— Source passage —
************
# South Dakota or North Dakota



## ICE'EM (Mar 5, 2008)

I'm heading out this weekend but just dont know where to yet. I know its 5 days away but can anyone tell me what will be better- north dakota or south dakota thanks


----------



## tnelson1 (Mar 16, 2008)

I was out in the Oakes, ND area this past weekend. Wasn't to impressed by the goose numbers I saw on the ground nor in the air. I think northern South Dakota near Groten will hold em longer into the season because of the sheet water they have around there. My opinion!


----------



## duckbuster434 (Apr 11, 2005)

Nebraska


----------



## boranger (Mar 11, 2008)

I am going to north dakota thur. going to hunt for a week or two. thay are right about water,, it is in the back of my mind all the time, sheet water, it is so important I dont think n.d.has much sheet water, I have a s.d. licence to, I will go to the geese n.d. or s.d. I am thinking n.d.


----------



## the professor (Oct 13, 2006)

unless this new snowfall really moved em around, i wouldnt be any farther north than us hwy 212. screw the adults; shoot juvies!


----------



## AWO (Mar 9, 2008)

I agree with professor. The entire trip out there this spring has all been adults so far, with not many juvies. We were in the NE corner of SoDak when that storm came through last week, and I think it trapped the birds south and what was north of it kept going. Everyone I spoke with seemed to think the same thing, but be prepared to put some miles on either way. Good luck out there.


----------



## duckp (Mar 13, 2008)

Hard to say.Despite snow and howling north winds geese have moved north since about 11AM today.Nothing massive,just pretty continuous.Low and fighting the wind but still trekking on.Some good shooting around if one didn't mind wind and wet snow.Supposed to warm up finally with 50s by this weekend.If that holds,I'd say NoDak.
I'm in the NE and while the snow is about over,strong north winds continue.We only got a couple inches and a fair amount melted.Cool tomorrow though.About 5,000 did stop at dark across the road though and there's a few more thousand in some sheet water on my place.Can you say'Good Morning'?


----------



## duckp (Mar 13, 2008)

ICeEm,
Forgot one thing.Ran to Ortonville yesterday and there were quite a few birds just NE of town.Quite a few just south of 12 between Ortonville and Milbank also.


----------



## drakespanker12 (Aug 28, 2006)

was out this evening did some pass shooting most flocks we came across were low flying and heading south, about 8-10 flocks of roughly 5k plus birds in each flock, this was down near the SE corner of nodak


----------



## bluebill25 (Mar 29, 2006)

I would go to the bottom of nd if I were going out this weekend


----------



## duckp (Mar 13, 2008)

Cool here in the NE this morning.Mid 20s,now in the afternoon its in the mid 30s.Few big flocks came south this morning,few went back this afternoon.Few have been here resting(this morning)and feeding(mid day).
Tomorrow the warm up begins and mid 50s by friday.
I'd get into Nodak a bit for sure by this weekend.


----------



## GreenMachine (Apr 2, 2008)

I would definitely rule out the Lamoure, Oakes, and Verona areas. It's like a desert with no sheet water to speak of. The ducks aren't even making a go of it.

We had much better luck over the March 29-30 weekend in the Cayuga area and points eastward from there. We were chasing adults, however, and the hunt was tough. Lots of belly crawling as the birds were not keen on decoy spreads AT ALL.


----------
************
— Written request 1 —
Answer these questions about the goose-hunting thread:
(a) Near which South Dakota town does tnelson1 expect geese to stay longer into the season?
(b) About how many geese does duckp say stopped at dark across the road?
(c) Which three areas does GreenMachine say to rule out?
************
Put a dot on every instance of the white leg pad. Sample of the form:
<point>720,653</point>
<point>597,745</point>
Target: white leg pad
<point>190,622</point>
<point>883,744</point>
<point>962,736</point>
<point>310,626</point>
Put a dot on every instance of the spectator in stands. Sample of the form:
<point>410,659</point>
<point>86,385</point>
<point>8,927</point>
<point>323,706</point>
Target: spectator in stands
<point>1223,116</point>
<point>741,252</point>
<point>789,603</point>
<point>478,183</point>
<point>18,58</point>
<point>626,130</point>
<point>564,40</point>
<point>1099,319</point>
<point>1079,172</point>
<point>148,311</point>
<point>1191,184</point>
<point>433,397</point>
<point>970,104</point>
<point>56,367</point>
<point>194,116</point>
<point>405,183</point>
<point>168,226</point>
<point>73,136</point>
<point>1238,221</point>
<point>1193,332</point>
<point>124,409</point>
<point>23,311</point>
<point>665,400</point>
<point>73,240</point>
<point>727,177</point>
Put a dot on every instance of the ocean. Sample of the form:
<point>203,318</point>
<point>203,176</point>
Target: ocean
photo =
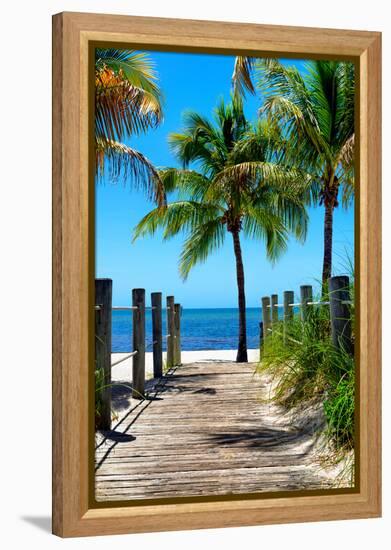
<point>201,329</point>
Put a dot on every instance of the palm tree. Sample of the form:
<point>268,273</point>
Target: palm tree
<point>127,102</point>
<point>317,115</point>
<point>238,187</point>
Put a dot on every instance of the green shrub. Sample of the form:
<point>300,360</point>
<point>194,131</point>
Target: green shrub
<point>306,365</point>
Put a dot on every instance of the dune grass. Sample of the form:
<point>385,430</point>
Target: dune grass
<point>308,365</point>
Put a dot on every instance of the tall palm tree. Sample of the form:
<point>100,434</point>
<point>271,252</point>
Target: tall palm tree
<point>238,187</point>
<point>127,102</point>
<point>317,114</point>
************
— Written request 2 —
List every line of the rows that contains the word "grass".

— Written solution 1 —
(a) Groten
(b) About 5,000
(c) Lamoure, Oakes, and Verona

— Written solution 2 —
Put a dot on every instance of the dune grass. Sample of the form:
Target: dune grass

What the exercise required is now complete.